## TASK DIRECTIONS
Can you lay out every one of the rows below as a JSON list of strings, one string per line, with blank lines omitted?

## DATA EXTRACT
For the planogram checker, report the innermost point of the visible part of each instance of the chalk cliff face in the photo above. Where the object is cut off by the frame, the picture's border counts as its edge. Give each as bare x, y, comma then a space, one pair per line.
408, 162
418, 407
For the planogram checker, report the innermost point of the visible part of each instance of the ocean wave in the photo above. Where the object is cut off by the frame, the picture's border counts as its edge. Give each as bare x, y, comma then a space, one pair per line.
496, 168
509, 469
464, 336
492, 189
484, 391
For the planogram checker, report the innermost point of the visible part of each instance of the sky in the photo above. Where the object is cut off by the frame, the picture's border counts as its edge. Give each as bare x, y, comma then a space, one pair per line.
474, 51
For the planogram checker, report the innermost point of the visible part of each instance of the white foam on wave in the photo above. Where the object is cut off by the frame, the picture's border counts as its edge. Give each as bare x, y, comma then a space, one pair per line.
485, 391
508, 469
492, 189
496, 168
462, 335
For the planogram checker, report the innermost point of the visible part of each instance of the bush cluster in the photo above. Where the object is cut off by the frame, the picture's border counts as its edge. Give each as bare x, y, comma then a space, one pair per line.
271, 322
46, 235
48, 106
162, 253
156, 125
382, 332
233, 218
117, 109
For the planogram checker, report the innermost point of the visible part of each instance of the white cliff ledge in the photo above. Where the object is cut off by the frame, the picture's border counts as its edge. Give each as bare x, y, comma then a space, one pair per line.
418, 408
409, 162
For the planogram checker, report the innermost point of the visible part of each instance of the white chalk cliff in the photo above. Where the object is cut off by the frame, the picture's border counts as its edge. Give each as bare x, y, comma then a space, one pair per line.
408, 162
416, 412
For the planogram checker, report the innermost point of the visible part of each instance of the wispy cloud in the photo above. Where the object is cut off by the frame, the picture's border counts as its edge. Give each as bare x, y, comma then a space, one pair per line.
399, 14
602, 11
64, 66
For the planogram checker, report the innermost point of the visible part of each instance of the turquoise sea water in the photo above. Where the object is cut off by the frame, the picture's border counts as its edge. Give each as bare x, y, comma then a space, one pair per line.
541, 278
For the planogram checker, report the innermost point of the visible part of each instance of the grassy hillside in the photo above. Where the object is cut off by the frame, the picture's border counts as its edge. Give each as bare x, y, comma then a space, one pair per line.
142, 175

## ANSWER TO THIS TASK
[
  "For the planogram checker, report the innermost point of the visible part of each instance of the chalk cliff face in the photo above. Where the object is cut off by the frame, the picture's border counts as its edge. Give each as bare x, y, comma then a space, one pair per line.",
  "408, 162",
  "418, 407",
  "For the planogram checker, report the innermost point of the visible part of each instance of the ocean wave in the photo above. Where the object is cut off by the frame, the picture's border counts as its edge. Give each as bare x, y, comma then a space, one pair per line.",
  "496, 168",
  "509, 469",
  "464, 336",
  "492, 189",
  "484, 391",
  "For the planogram checker, report the innermost point of the visible part of each instance of the sky in the photo above. Where the object is cut off by the frame, the picture's border counts as its edge. Give each as bare x, y, comma then a space, one pair per line.",
  "474, 51",
  "For the planogram checker, report the innermost point of the visible part of each instance of the white foam on wave in the photo above. Where the object is cut off by the frame, the picture's border counts as its edge. Give each as bare x, y, comma then a space, one pair per line.",
  "485, 391",
  "508, 469",
  "492, 189",
  "496, 168",
  "462, 335",
  "For the planogram checker, report the innermost point of the visible part of each instance of the bush cluster in the photo above. Where the object is cut off by the frame, the picture's border counts as its edge. Give each as bare x, y, comma then a space, one pair per line.",
  "271, 322",
  "46, 235",
  "48, 106",
  "162, 253",
  "156, 125",
  "382, 332",
  "233, 218",
  "117, 109",
  "For the planogram checker, report the innermost point of the visible part of each instance of the white cliff ledge in the photo above. Where the object is cut off by the frame, the picture's border counts as its edge. Give each as bare x, y, comma then a space, one pair per line.",
  "418, 408",
  "409, 162",
  "For the planogram checker, report the innermost point of the visible part of each instance of the white chalk cliff in the photo above. Where the object is cut off by the frame, the picture's border counts as its edge. Give each as bare x, y, comma then a space, one pair per line.",
  "408, 162",
  "416, 412",
  "For the planogram checker, report the innermost point of the visible part of each instance of the wispy cloud in the photo above. Where the object is cut off by the frame, the picture's border counts as its edge. Give each as bare x, y, comma then a space, one pair per line.",
  "399, 14",
  "602, 11",
  "64, 66",
  "For the planogram checker, report the innermost point of the visible part of each instance of the turquoise sea water in the photo above. Where the object is cut off by the frame, the picture's border counts as its edge. Give each as bare x, y, comma then a space, one pair per line.",
  "541, 278",
  "For the planogram checker, report the innermost point of the visible part of each instance of the grassy hillside in the photo above. Where the object is cut off by the frame, the picture's border counts as its edge. Give each as bare x, y, comma then a space, one pair per line.",
  "142, 175"
]